• **Passage shown**
***

Key Terms
- Open-weight model — model weights are published for download, allowing anyone to run inference, fine-tune, or modify the model locally or on their own infrastructure. Unlike "open source," the Llama 4 Community License imposes restrictions on derivative naming and has a 700M MAU commercial threshold. Source: GitHub – License
- Mixture-of-experts (MoE) — architecture where only a subset of parameters are activated per token. Llama 4 always activates 17B parameters per forward pass, but routes through different expert subsets (16 for Scout, 128 for Maverick). This keeps inference cost low despite large total parameter counts. Source: Llama – Llama4
- Early fusion — a multimodal training technique where text and vision data are processed together from the first layer, rather than using separate frozen vision encoders. Llama 4 uses early fusion for native multimodality. Source: Llama
- Llama 4 Community License — Meta's custom license for Llama 4 models. Permits free commercial use with two conditions: (1) entities with >700M monthly active users must request a separate license from Meta, and (2) derivative models must prefix their name with "Llama" and display "Built with Llama" on related materials. Source: GitHub – License
- Llama API — Meta's hosted inference API at llama.developer.meta.com, currently in waitlist mode. Not yet publicly available. Source: Llama
Latest Changes
Changes since the 2026-04 report.
- No new models. Llama 4 Scout and Llama 4 Maverick remain the flagship models, released April 5, 2025. No new Llama model has been announced or released since.
- No pricing changes. Meta does not sell API access, so there are no pricing changes from Meta. Third-party provider pricing may have shifted independently.
- No Llama-specific blog posts in May 2026. The AI at Meta blog's most recent posts are about Muse Spark (April 8, 2026), SAM 3.1 (March 27, 2026), and MTIA chips (March 11, 2026). None relate to Llama. Source: Meta
- Llama API remains in waitlist mode. No update on pricing, availability, or capabilities of the first-party Llama API. Source: Llama – Join Waitlist
- Llama 4 models not available on Together AI. As of May 31, 2026, Together AI's pricing page lists Llama 3.3 70B ($0.88/$0.88 per MTok) but does not carry Llama 4 Scout or Maverick. Source: Together – Pricing
- Llama 4 available on OpenRouter. Scout at $0.08/$0.30 per MTok (10.4B tokens processed in the last 7 days) and Maverick at $0.15/$0.60 per MTok (28.2B tokens processed in the last 7 days). Source: Openrouter – Models
Plans
Meta does not offer subscription plans, tiers, or bundled products. Models are free to download and use under the Llama 4 Community License.

***

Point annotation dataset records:
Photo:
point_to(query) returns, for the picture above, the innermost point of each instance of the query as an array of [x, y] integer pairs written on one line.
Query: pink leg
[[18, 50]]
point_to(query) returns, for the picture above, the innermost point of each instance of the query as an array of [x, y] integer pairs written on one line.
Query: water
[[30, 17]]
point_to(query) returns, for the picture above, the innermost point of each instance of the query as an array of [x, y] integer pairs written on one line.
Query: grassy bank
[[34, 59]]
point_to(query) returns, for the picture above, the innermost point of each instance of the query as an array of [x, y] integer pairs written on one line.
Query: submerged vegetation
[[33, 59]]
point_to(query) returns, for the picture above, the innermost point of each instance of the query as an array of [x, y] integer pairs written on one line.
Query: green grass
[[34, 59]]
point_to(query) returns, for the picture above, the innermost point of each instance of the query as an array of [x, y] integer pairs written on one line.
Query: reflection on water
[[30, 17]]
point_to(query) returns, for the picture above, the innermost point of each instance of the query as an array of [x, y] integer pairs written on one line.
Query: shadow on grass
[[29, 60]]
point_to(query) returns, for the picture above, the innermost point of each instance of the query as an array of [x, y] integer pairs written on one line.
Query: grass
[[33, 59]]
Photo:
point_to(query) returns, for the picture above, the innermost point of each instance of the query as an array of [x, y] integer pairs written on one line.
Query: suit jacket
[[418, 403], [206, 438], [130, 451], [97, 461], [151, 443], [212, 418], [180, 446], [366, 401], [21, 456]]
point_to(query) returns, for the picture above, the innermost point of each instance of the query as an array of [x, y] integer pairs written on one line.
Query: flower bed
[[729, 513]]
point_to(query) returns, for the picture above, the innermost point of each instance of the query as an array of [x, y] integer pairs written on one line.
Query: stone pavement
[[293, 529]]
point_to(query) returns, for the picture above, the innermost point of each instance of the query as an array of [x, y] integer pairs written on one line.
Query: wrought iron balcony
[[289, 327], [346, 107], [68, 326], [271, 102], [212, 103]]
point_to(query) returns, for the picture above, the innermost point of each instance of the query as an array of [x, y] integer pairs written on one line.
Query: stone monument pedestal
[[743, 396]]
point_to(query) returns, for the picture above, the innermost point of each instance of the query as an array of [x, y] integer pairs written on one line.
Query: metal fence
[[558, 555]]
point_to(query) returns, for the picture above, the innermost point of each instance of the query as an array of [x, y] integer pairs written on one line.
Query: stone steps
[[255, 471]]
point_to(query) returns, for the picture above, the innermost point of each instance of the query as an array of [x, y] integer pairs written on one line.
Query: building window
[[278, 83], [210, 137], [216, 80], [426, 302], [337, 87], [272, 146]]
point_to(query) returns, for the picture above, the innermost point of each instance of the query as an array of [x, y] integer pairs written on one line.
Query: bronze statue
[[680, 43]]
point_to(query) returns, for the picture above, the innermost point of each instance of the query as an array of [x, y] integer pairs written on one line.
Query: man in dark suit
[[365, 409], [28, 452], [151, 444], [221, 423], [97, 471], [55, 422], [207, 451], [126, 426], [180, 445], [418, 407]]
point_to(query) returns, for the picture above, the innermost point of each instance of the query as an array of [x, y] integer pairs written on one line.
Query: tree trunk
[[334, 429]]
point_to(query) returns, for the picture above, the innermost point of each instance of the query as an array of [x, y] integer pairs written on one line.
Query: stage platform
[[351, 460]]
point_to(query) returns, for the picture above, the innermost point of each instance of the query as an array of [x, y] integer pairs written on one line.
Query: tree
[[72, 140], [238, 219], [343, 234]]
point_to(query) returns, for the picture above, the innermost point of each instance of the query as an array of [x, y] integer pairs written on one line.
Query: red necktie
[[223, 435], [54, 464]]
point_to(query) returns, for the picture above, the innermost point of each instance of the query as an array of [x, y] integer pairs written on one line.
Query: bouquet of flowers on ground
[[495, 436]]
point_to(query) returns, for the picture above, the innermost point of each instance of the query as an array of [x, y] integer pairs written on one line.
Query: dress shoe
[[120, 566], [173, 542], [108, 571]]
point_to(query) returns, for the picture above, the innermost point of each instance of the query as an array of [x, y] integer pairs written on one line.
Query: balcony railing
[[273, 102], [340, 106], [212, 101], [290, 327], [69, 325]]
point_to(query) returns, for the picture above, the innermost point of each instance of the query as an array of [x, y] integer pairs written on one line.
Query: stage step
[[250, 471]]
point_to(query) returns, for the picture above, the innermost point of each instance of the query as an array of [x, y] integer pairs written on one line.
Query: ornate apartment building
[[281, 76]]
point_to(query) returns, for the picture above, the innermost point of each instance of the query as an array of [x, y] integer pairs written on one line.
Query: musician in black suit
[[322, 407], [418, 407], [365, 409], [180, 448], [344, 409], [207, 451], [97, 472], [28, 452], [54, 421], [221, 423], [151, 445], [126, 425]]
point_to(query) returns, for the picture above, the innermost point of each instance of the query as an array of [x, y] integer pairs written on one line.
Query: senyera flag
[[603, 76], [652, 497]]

***

• **Things to do**
1/ Answer these questions using the Llama 4 page above:
(a) How many expert subsets does Llama 4 Maverick route through?
(b) On what date were Llama 4 Scout and Llama 4 Maverick released?
(c) What per-MTok price does OpenRouter list for Scout?
2/ Update the Llama 4 page from "- No new models." up to and including "or released since.", and replace "flagship" with "leading".

• **Answers for the exercise**
1/
(a) 128
(b) April 5, 2025
(c) $0.08/$0.30 per MTok

2/
- No new models. Llama 4 Scout and Llama 4 Maverick remain the leading models, released April 5, 2025. No new Llama model has been announced or released since.